Task description – Set every record down verbatim and omit the pictures.

Extracted material –
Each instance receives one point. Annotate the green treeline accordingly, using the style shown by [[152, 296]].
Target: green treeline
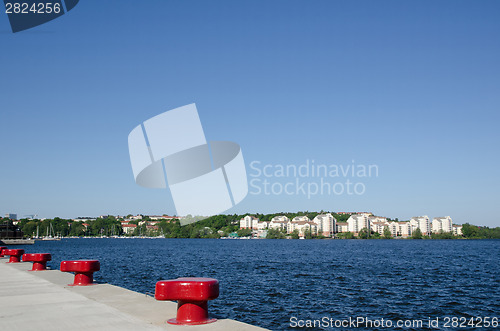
[[213, 227]]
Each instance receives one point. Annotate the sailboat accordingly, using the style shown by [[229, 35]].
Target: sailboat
[[51, 235]]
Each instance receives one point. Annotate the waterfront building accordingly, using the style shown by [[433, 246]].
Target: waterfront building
[[326, 224], [357, 222], [302, 227], [378, 226], [249, 222], [128, 228], [278, 222], [421, 222], [404, 229], [444, 224], [262, 225], [342, 227], [301, 219], [457, 229], [394, 228]]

Problem solution –
Each instance receives one point. Annotate the green treeline accordingly, using the style shown by [[152, 296]].
Target: green treeline
[[213, 227]]
Each instance receives one point. Annotate the sailboat accordingly, using the style shown by [[229, 35]].
Target: sailboat
[[51, 235]]
Each instance receives one point. Annotate the waterfront building accordingly, using the style shown by [[433, 246]].
Target: waterfront building
[[326, 224], [357, 222], [302, 227], [378, 226], [249, 222], [128, 228], [278, 222], [421, 222], [404, 229], [444, 224], [262, 225], [342, 227], [301, 219], [457, 229], [394, 228]]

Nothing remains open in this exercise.